**EXERCISE**
The finished copy should match every record exactly and contain no pictures.

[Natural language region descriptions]
....

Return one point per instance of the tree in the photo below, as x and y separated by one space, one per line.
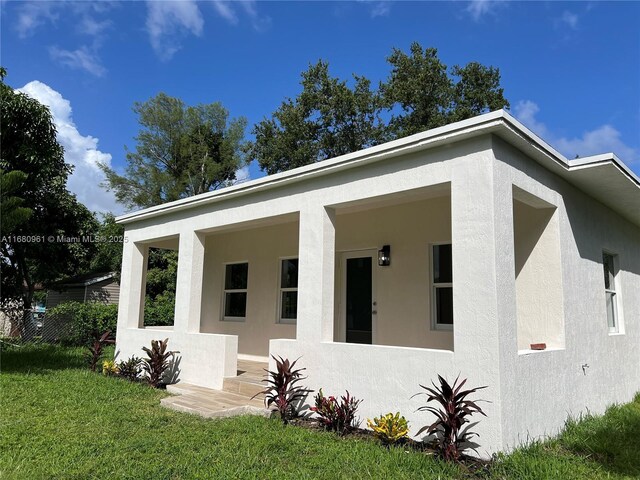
181 151
422 89
44 245
12 213
108 239
327 119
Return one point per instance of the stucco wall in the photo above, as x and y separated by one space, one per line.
403 289
538 273
540 389
262 248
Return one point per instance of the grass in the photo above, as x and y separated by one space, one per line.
59 420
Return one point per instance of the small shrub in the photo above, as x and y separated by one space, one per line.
130 369
282 388
109 368
452 414
336 415
96 348
389 428
157 362
77 323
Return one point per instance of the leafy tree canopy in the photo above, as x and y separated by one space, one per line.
327 119
45 219
428 94
330 118
181 151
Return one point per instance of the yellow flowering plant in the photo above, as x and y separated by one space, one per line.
109 368
389 428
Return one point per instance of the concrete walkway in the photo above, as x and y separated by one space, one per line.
234 398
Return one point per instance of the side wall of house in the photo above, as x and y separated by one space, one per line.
595 368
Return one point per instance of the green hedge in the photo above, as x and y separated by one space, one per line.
75 323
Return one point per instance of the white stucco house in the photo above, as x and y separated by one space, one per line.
449 252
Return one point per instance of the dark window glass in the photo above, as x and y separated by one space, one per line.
236 276
235 304
607 262
289 305
444 305
289 274
442 264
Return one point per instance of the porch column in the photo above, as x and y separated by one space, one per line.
132 284
189 282
316 274
475 294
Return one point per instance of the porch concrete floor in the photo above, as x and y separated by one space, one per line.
234 399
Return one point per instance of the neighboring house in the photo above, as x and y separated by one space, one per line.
448 252
92 287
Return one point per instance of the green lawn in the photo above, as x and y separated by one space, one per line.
59 420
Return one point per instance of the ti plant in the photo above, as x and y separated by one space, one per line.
130 369
389 428
339 416
96 348
282 388
157 361
451 415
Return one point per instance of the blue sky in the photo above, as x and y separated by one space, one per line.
571 70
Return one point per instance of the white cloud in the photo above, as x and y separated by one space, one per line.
242 175
258 22
90 26
481 8
82 58
570 19
225 10
80 151
602 139
168 22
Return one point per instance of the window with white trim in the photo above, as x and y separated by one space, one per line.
288 294
442 287
236 276
609 263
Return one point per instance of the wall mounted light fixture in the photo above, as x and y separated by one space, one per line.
384 256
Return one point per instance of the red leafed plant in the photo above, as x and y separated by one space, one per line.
451 415
96 348
282 388
338 416
157 361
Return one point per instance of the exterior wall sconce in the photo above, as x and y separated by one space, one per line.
384 256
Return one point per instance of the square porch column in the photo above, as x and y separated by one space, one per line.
132 284
189 282
316 274
476 250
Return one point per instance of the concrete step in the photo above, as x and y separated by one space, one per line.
243 386
210 403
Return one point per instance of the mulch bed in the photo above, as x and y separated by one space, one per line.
473 465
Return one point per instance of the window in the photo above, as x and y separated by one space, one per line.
442 281
288 308
609 263
235 291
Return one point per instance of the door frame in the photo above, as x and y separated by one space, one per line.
344 256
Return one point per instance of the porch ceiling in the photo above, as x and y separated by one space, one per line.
259 223
407 196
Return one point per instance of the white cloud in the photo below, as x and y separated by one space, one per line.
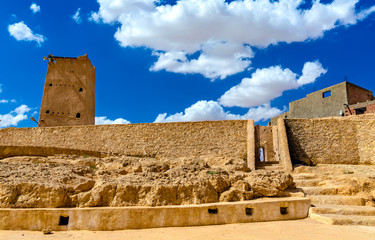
35 8
14 117
176 32
7 101
212 110
269 83
76 17
217 60
105 120
21 32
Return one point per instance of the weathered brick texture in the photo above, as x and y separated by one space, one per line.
337 141
216 139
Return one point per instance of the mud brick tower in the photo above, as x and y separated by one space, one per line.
69 92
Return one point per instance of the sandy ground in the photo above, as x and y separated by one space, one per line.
305 229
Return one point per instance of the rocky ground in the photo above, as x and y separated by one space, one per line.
83 181
342 179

....

**WRITTEN RESPONSE**
Return one point per instance of the tree in the photo below, as x and y separated by one space, one per line.
181 151
422 89
44 245
12 213
108 239
327 119
Return one point per instance of the stucco wall in the photo above, as x and y separated by one space, one per line.
403 289
538 273
540 389
262 248
Return one point per instance of the grass in the photo above, as x and y separated by one space, one per line.
59 420
Return one point per instance of the small shrub in the photo above, as x and y separated by one space, one per line.
130 369
282 388
109 368
452 414
336 415
96 348
389 428
157 362
77 323
Return one point per instance of the leafy tree canopy in the photo above, as x and y separated by one space, one per line.
327 119
45 219
428 94
330 118
181 151
Return one point per instance of the yellow flowering plant in the photo above, as x and y separated by one space, one per line.
109 368
389 428
Return one point per instance of the concrete walkway in the photo above, as x and y separated by one space, one per line.
234 398
Return one point per instance of the side wall of house in the photo above, as x and y separated by one space, one per line.
595 368
Return one point per instance of the green hedge in the photo above, as x and y separated by one space, one per line.
75 323
Return one point per instance of the white stucco house in the photo above, as x and y separated by one space, one per line.
449 252
Return one point per instance of the dark window glass in the photo above, as x and y separated by one space, one per line.
236 276
235 304
607 262
289 305
444 305
289 274
442 264
Return one point per instance of the porch column in the photo above, as x and y separated by one space, one per line.
132 284
189 282
316 274
475 294
Return one point per instance of the porch concrete floor in the photo above, as x and y separated by one space, one per line.
234 399
Return one point per instance of the neighboring house in the photo above, as x and y separated by one space, one per line.
448 252
92 287
Return one point per instance of the green lawn in the photo above, as x and y separated by one space, one per line.
59 420
Return one point per instance of the ti plant in the photo above, as x and y separated by one space, one per line.
130 369
389 428
339 416
96 348
282 388
157 361
451 415
Return one point per instance of the blue sky in the photo above, as x and y separated by one space, one per line.
571 70
Return one point per instance of the white cloud in the photo above, as x and y separated by one space, one per line.
242 175
258 22
90 26
481 8
82 58
570 19
225 10
80 151
602 139
168 22
Return one point per instance of the window with white trim in the photo above, as x and y separated by one space, one per line.
288 294
442 287
236 276
609 263
Return one point per instance of the wall mounted light fixture in the photo above, as x and y separated by one space, one per line.
384 256
Return one point per instance of the red leafed plant in the photo above, as x and y separated by one space, one per line.
451 415
96 348
282 388
338 416
157 361
Return one point per instance of the exterior wall sconce in the photo above, as x and y separated by one space, one per line.
384 256
Return one point per instance of the square porch column in the photo above, as x and y separated by one space, one per line.
132 284
189 282
316 274
476 250
Return one point per instance of the concrete step in the photo above, as x and y separated by one space, one per line.
243 386
210 403
Return one point per instance of the mulch bed in the photo above, as x and y separated by one space, one per line.
473 465
Return one point per instance of the window in the photo above, as x and y separated by one space, one per line.
442 281
288 308
609 263
235 291
Return one point per instance of the door frame in the photo above, as x and y separated by one space, one per line.
344 256
Return one point per instance of the porch ceiling in the photo above, as x and y separated by one space, one per line.
259 223
407 196
Return one point per instance of the white cloud in the photo below, as x and y separated by one space, one per line.
35 8
14 117
176 32
7 101
212 110
269 83
76 17
217 60
105 120
21 32
Return one point per instance of the weathered brick texture in the photo above, as x and y separated by one space, one per line.
337 141
216 139
Return one point per instance of the mud brick tower in the photo above, as x and y separated by one space, one per line.
69 92
Return one point per instance of the sandy ground in the photo above, as x and y separated by one space, one per line.
305 229
Return one point per instance of the rocky ground in the photo above, as x and y separated by one space, one per line.
83 181
342 179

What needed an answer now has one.